YOUR OBJECTIVE: Which lines of the entries below contain the word "rambutan"? Copy each such line, matching case exactly.

[Dataset excerpt]

--- START ---

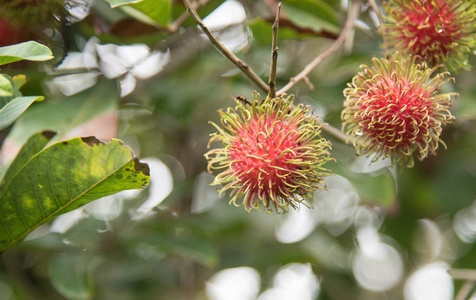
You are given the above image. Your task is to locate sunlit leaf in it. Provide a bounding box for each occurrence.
[12,74,26,89]
[0,131,55,189]
[8,80,119,145]
[0,137,149,250]
[122,0,172,26]
[106,0,143,7]
[0,74,13,97]
[0,41,53,65]
[0,96,44,130]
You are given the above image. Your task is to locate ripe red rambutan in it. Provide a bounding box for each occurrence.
[342,52,457,167]
[380,0,476,71]
[205,96,332,212]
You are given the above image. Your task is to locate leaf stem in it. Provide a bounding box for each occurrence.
[277,0,361,96]
[183,0,269,93]
[268,2,281,98]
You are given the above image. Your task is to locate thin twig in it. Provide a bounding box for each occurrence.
[367,0,385,25]
[167,0,210,33]
[276,0,361,96]
[183,0,269,93]
[455,280,476,300]
[268,2,281,98]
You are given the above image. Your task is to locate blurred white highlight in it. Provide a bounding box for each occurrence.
[50,38,170,97]
[203,0,250,52]
[258,263,319,300]
[206,267,261,300]
[132,158,174,220]
[352,226,403,291]
[191,172,220,214]
[404,262,454,300]
[275,206,318,244]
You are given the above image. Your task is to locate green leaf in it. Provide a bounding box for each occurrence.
[283,0,339,33]
[0,41,53,65]
[122,0,172,26]
[0,137,149,251]
[0,96,44,130]
[0,75,13,97]
[12,74,26,89]
[0,131,56,190]
[106,0,143,8]
[8,80,119,145]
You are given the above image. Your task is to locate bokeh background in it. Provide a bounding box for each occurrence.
[0,0,476,300]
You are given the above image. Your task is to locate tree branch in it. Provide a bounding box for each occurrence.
[167,0,210,33]
[183,0,269,93]
[276,0,361,96]
[268,2,281,98]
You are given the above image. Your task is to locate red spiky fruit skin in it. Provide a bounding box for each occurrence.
[380,0,476,71]
[205,94,332,212]
[342,52,456,167]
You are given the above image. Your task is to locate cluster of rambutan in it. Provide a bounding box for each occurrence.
[205,0,476,212]
[205,94,332,212]
[342,0,476,167]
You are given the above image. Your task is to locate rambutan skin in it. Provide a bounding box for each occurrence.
[341,52,457,167]
[205,95,332,213]
[380,0,476,72]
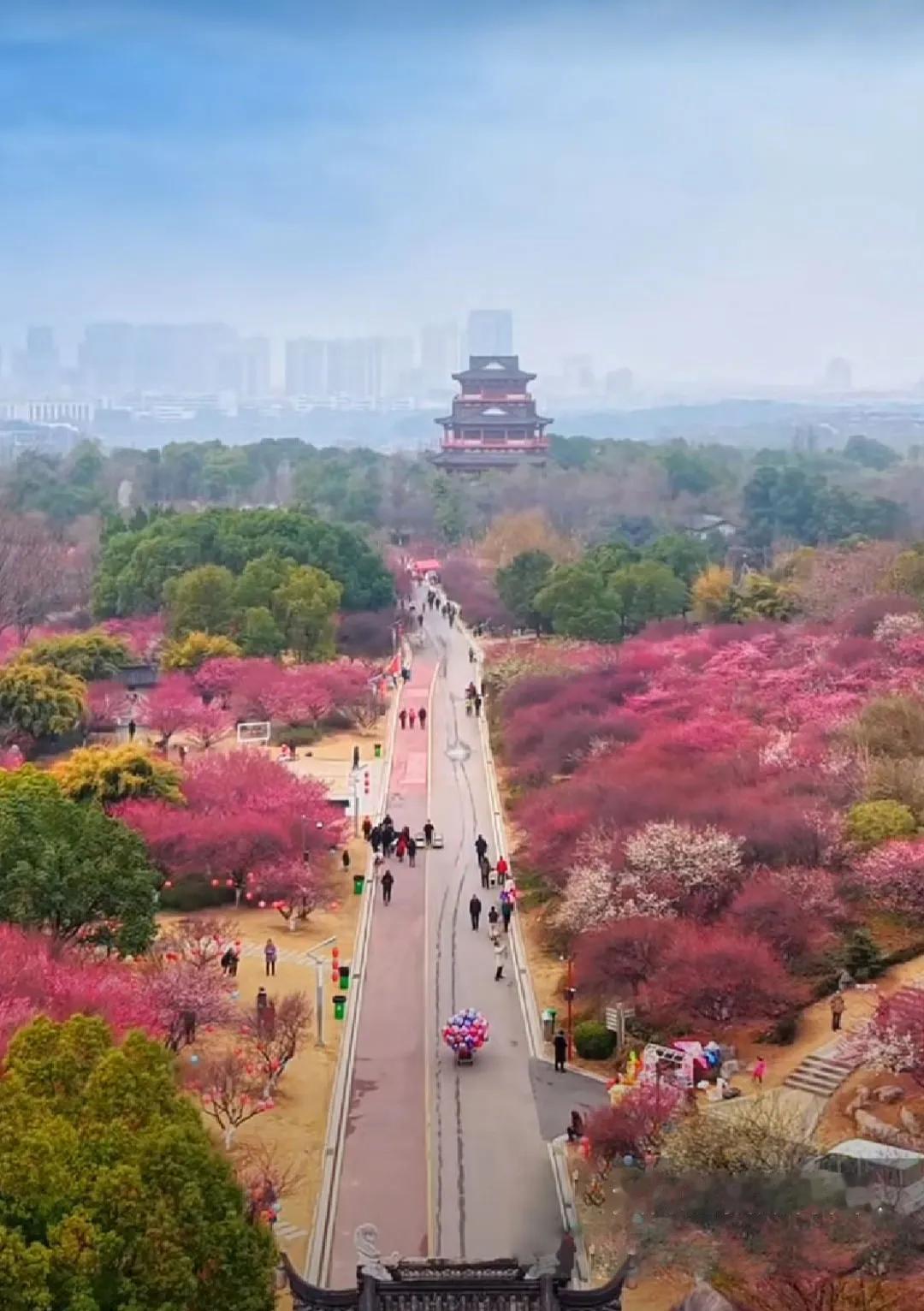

--- END ---

FINAL RESULT:
You are given the above image. Your task is to locate ripe red rambutan in it. Provide a bounding box for each occurrence.
You are given the above image. Your task is to locate cluster of rambutan in it. Provide a bounding box for each occurrence.
You are given the above image. Your task is to locate rambutan skin in it. Provide a bounding box for each occurrence.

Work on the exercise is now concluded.